> [Task statement] Each line below from the one containing "Category: girl's eye" through the one containing "Category: white helmet" is to be given again exactly, and no line outside that span.

[Opening Materials provided section]

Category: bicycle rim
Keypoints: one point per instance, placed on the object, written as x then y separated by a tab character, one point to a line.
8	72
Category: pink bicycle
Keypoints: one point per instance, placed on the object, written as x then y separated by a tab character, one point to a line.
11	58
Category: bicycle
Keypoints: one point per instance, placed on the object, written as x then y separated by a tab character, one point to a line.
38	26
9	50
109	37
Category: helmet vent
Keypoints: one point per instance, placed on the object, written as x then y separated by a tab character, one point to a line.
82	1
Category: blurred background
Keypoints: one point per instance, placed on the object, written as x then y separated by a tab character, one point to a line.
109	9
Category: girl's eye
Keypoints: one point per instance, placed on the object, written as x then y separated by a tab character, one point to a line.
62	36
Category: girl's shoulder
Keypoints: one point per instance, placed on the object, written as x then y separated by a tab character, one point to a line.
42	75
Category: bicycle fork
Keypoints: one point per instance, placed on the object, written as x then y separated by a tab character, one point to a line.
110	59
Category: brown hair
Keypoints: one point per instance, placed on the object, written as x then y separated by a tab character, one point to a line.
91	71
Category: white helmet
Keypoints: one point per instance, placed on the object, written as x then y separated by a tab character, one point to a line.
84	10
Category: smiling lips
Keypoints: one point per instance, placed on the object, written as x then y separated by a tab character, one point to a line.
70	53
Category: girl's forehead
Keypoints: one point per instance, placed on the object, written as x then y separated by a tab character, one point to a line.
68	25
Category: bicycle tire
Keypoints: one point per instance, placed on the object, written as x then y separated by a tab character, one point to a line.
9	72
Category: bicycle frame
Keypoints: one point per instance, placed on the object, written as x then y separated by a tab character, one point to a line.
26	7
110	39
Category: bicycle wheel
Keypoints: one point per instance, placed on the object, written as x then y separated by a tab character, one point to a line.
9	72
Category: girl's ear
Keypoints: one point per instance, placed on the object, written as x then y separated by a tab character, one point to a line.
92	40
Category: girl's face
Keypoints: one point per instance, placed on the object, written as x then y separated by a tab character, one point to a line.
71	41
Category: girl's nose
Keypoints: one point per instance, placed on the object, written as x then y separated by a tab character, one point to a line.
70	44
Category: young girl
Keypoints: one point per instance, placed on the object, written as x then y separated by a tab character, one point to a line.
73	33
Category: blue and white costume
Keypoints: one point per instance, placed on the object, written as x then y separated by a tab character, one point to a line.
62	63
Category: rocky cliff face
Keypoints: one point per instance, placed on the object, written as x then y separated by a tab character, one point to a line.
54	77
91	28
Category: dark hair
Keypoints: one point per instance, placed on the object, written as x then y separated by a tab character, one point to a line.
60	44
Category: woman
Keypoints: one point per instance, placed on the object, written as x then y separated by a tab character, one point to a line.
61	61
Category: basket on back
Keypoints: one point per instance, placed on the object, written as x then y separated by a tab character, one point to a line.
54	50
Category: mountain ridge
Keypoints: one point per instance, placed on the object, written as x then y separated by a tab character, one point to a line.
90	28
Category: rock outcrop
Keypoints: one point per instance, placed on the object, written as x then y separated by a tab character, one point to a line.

[Closing Materials provided section]

> [Finished exercise]
Category: girl's eye
Keypoints: one point per instance, placed on the object, written as x then y separated by a tab character, one point to a line.
62	36
Category: girl's shoulder
Keypoints: one point per instance, placed on the object, written as x then y separated by a tab character, one point to a line.
42	75
Category: bicycle fork
Keypoints: one point per instance, placed on the object, written as x then y separated by a tab character, one point to a line.
110	59
Category: brown hair
Keypoints: one point per instance, placed on the object, written as x then y separated by a tab character, one point to a line.
91	71
Category: white helmet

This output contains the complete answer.